* BEGIN Data records *

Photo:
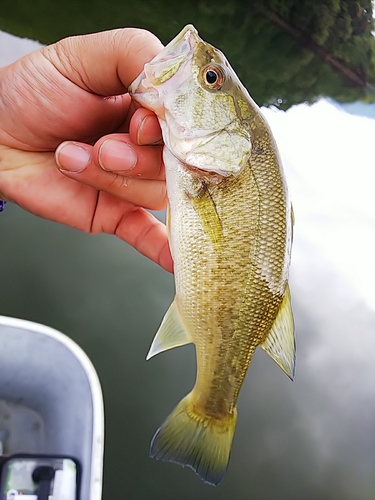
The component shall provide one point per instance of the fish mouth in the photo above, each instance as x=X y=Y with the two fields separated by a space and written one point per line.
x=144 y=89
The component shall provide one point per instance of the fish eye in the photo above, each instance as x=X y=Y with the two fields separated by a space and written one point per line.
x=213 y=77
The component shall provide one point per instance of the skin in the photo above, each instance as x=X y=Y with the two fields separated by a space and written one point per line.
x=75 y=149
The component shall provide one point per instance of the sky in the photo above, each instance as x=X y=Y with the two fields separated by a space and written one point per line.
x=329 y=161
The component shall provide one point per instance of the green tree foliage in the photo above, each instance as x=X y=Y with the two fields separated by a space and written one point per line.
x=282 y=49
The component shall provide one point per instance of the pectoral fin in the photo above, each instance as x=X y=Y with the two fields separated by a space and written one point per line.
x=171 y=333
x=206 y=209
x=280 y=343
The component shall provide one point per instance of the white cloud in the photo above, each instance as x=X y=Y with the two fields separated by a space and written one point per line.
x=12 y=47
x=329 y=161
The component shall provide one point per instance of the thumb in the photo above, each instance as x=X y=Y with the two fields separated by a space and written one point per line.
x=65 y=90
x=104 y=63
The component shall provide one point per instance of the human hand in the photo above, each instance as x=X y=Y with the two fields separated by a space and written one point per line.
x=103 y=177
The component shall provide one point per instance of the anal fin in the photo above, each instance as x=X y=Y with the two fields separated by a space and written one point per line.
x=280 y=342
x=171 y=333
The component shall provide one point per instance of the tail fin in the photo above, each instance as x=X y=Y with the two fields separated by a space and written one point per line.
x=197 y=441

* END Data records *

__Your task__
In the records, rewrite the lines from the line with "of the pectoral" up to and including the line with "x=280 y=343", replacing "pectoral fin" with "breast fin" and leaving everything else unchanged. Return only those lines.

__Solution__
The component shall provide one point per instance of the breast fin in the photo above, each instance as x=X y=Y with the two fields separated by a space and written one point per line.
x=171 y=333
x=206 y=209
x=280 y=343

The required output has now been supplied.